Stated problem: Show every line of the items that contains the string "parked", and note that case counts.

Dataset content:
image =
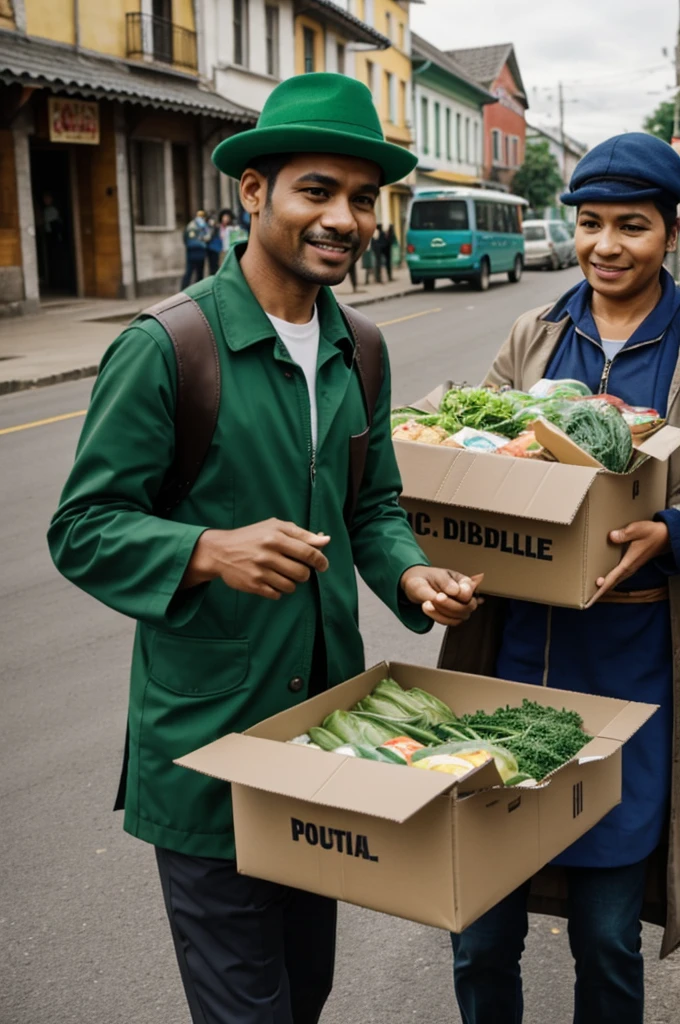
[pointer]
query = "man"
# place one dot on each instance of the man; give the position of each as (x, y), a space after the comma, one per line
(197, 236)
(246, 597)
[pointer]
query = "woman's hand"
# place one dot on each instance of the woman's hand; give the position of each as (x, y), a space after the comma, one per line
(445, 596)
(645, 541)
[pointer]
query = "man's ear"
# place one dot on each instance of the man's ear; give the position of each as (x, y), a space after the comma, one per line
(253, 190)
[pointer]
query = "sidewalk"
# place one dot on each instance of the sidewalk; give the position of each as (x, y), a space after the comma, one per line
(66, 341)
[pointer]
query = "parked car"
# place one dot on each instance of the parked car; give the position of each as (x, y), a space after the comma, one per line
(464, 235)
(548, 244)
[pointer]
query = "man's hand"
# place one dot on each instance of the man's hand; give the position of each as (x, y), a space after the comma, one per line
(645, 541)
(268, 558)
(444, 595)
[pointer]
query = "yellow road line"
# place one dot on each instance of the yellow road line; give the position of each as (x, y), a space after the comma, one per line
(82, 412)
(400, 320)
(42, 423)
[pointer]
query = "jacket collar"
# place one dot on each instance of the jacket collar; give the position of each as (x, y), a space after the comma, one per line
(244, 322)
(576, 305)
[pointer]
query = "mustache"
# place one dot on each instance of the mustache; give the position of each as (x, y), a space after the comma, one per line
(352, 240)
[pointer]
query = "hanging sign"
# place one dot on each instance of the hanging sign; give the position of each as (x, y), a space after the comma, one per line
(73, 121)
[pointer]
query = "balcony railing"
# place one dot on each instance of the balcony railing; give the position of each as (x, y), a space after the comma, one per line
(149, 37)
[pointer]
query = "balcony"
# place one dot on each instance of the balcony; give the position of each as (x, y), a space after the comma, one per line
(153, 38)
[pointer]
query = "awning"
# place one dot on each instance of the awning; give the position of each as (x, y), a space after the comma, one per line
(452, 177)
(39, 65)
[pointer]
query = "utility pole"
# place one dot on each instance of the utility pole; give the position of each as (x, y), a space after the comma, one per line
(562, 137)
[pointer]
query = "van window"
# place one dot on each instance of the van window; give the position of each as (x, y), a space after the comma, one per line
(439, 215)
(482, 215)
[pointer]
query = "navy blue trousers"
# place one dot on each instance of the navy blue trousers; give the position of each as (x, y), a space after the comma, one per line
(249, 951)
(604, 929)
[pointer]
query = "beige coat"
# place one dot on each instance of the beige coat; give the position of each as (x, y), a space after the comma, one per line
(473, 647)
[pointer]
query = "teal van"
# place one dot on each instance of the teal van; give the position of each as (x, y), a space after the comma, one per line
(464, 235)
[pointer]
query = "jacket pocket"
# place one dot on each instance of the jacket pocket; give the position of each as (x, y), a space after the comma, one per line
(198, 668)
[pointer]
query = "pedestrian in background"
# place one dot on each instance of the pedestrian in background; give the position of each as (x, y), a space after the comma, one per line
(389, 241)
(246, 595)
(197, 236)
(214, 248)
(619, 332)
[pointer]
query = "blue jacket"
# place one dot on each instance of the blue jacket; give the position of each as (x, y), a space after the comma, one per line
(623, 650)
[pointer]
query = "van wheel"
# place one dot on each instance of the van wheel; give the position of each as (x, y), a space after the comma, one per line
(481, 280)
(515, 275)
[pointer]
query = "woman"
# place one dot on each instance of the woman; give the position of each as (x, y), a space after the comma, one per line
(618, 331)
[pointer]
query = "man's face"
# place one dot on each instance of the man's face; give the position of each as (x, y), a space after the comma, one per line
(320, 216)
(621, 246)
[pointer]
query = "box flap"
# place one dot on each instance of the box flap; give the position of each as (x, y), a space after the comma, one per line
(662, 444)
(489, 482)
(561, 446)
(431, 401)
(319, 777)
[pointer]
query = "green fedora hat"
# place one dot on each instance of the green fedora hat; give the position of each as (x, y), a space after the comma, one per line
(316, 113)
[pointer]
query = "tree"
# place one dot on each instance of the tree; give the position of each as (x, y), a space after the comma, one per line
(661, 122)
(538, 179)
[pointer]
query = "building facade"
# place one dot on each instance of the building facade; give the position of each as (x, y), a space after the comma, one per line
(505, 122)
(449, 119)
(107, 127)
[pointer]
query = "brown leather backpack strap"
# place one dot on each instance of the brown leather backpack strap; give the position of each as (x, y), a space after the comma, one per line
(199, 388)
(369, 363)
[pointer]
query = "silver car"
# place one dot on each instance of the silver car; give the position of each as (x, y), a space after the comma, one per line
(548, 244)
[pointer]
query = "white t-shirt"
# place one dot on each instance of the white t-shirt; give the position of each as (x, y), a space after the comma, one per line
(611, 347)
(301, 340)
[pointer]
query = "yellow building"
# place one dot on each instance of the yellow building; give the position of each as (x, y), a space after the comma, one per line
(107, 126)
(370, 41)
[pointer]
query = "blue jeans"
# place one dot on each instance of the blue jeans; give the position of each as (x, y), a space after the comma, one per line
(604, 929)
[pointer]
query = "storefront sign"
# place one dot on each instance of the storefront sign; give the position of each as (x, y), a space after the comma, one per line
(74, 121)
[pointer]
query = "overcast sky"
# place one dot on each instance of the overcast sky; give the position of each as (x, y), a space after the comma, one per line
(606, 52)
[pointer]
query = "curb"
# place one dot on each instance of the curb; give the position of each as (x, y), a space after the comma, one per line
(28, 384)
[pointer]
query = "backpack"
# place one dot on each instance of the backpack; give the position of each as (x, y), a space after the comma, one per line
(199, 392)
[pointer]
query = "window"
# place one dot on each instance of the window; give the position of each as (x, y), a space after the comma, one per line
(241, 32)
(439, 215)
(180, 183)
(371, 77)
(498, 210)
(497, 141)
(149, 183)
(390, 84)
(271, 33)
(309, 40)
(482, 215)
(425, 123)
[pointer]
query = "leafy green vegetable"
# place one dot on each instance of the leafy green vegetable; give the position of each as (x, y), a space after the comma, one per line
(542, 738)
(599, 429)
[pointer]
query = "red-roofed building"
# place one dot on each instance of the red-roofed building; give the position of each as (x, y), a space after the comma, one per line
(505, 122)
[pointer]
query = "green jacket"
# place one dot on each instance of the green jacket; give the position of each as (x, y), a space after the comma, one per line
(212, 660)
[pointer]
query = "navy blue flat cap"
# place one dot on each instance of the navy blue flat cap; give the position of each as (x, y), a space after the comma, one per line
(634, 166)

--

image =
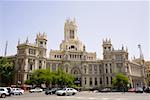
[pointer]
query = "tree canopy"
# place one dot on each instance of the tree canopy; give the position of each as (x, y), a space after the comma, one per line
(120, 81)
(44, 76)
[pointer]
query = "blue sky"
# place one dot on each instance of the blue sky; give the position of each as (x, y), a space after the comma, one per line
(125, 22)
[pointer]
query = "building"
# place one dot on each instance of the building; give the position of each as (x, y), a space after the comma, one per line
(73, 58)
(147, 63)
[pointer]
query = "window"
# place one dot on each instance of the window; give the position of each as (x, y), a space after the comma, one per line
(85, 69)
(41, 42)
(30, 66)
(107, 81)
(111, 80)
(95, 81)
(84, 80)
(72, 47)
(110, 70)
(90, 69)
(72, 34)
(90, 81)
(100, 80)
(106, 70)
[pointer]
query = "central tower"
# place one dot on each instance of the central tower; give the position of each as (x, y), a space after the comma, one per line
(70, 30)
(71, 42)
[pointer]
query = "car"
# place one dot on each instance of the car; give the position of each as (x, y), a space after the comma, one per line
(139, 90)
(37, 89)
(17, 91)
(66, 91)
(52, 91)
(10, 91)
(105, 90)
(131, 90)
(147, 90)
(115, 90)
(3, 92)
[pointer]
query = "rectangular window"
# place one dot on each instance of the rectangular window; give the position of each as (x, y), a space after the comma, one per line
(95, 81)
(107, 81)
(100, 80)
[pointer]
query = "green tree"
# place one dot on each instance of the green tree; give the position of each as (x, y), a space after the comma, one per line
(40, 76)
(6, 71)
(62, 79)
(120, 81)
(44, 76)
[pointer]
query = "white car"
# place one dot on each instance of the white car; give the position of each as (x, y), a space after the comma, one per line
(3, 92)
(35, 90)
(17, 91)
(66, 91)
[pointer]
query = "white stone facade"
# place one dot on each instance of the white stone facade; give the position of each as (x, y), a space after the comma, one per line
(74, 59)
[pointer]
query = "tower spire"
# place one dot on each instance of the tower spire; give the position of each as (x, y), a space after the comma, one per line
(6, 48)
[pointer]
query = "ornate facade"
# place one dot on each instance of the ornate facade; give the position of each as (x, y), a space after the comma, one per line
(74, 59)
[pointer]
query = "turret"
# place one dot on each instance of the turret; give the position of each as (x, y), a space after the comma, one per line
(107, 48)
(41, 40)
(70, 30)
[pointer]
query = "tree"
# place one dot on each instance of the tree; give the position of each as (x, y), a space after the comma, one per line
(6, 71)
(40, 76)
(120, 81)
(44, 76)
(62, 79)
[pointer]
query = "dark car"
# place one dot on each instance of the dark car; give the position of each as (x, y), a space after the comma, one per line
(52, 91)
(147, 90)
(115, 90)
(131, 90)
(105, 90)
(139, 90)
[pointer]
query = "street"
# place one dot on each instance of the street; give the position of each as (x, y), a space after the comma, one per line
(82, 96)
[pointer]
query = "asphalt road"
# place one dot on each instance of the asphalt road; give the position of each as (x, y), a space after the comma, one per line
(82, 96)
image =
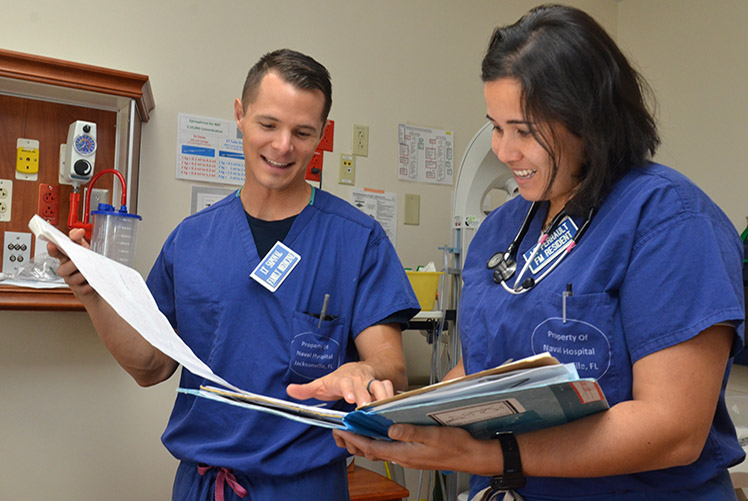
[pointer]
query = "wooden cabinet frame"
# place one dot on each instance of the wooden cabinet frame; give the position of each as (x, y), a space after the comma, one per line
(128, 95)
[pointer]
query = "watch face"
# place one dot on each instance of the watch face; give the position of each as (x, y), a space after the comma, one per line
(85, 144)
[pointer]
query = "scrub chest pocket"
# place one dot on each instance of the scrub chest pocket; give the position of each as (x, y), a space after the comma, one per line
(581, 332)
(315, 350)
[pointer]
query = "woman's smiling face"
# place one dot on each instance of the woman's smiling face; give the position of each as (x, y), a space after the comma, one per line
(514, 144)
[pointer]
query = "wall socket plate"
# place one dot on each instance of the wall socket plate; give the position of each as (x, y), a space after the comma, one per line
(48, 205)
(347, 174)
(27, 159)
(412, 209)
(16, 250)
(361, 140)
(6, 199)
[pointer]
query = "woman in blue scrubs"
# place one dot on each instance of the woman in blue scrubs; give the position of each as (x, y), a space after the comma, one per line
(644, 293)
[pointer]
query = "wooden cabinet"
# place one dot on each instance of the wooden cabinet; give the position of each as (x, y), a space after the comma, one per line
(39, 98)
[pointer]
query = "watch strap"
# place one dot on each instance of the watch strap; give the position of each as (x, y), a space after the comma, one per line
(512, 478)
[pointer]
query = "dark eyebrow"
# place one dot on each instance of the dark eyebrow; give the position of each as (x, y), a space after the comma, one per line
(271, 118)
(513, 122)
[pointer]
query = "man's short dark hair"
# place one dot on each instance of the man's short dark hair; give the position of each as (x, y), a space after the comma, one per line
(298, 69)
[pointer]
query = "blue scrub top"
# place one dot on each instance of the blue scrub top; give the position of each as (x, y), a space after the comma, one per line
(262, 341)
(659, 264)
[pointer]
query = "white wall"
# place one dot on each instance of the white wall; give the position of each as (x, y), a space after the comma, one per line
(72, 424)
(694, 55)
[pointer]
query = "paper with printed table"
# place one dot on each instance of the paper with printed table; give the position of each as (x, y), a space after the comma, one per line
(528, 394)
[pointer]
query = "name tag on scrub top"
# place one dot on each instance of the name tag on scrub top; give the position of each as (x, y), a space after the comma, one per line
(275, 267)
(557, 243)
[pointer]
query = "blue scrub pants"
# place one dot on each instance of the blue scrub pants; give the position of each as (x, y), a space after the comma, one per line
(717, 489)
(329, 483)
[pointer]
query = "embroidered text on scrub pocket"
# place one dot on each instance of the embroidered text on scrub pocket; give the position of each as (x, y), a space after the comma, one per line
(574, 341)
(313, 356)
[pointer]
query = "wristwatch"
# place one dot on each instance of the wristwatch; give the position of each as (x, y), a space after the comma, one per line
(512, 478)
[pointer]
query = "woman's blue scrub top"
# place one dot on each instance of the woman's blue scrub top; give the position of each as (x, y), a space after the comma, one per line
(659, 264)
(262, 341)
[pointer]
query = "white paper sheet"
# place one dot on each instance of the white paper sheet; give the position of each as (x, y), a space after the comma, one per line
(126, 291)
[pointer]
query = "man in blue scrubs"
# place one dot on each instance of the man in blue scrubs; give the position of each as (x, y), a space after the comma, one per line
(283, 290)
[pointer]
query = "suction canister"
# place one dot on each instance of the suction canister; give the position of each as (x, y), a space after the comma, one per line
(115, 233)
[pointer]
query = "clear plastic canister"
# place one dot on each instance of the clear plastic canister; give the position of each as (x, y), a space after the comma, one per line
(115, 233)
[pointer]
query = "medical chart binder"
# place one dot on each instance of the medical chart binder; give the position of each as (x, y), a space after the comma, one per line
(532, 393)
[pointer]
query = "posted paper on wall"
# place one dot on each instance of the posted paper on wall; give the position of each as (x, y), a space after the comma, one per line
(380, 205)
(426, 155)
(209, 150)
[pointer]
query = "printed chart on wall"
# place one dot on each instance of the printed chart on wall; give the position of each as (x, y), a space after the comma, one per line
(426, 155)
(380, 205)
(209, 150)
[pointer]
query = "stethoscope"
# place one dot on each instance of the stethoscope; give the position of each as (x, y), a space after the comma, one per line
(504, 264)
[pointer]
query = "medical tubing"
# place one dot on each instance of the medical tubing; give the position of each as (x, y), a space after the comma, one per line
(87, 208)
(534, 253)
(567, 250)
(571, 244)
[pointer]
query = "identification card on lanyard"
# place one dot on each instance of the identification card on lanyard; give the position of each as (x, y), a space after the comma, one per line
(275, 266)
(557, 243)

---

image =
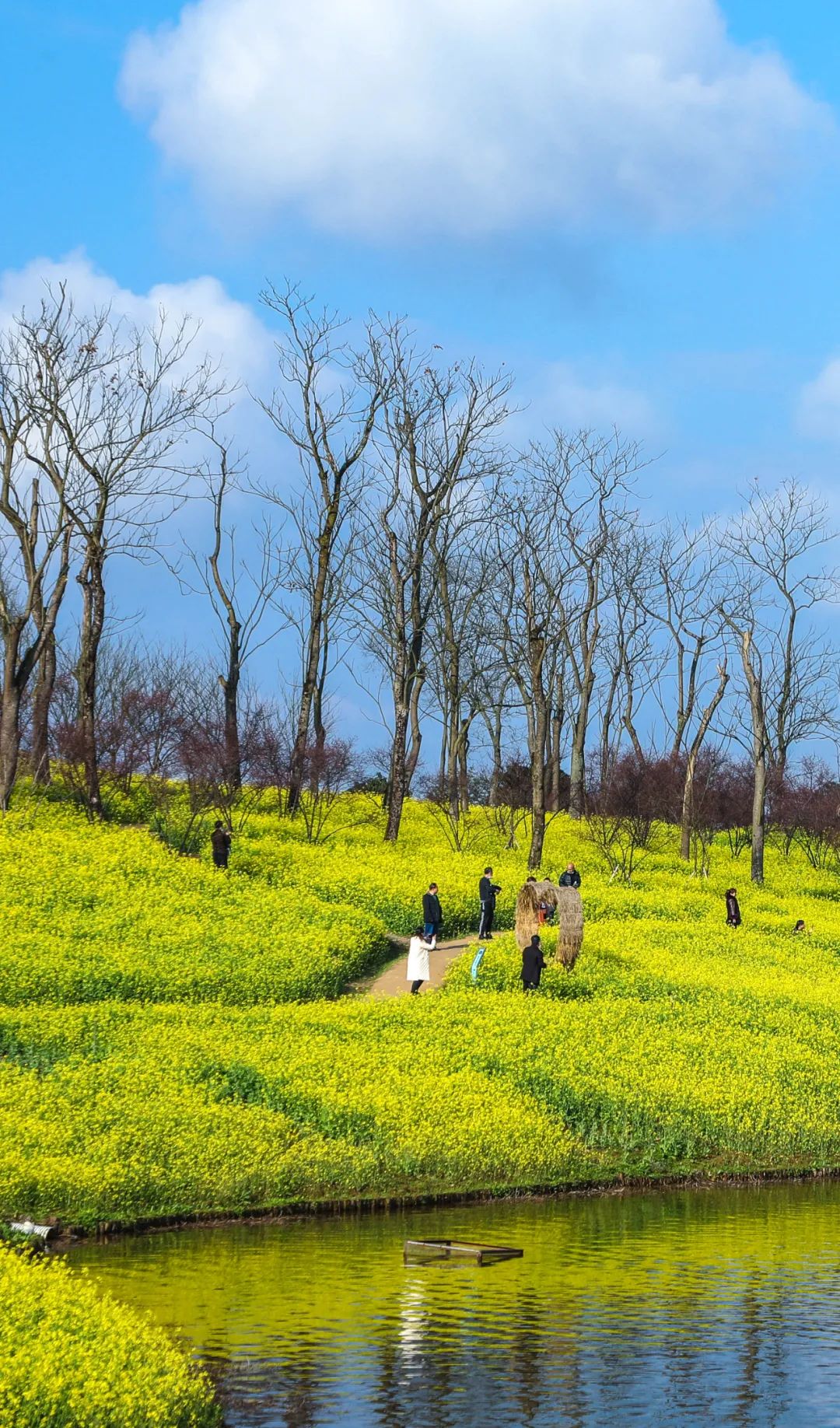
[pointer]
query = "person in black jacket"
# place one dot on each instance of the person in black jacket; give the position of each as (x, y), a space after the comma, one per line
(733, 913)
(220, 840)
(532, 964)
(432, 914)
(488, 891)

Expected output:
query = "parked car"
# place one dot on each instance of the parked car; give the position of each as (x, y), a space after the comma, one per line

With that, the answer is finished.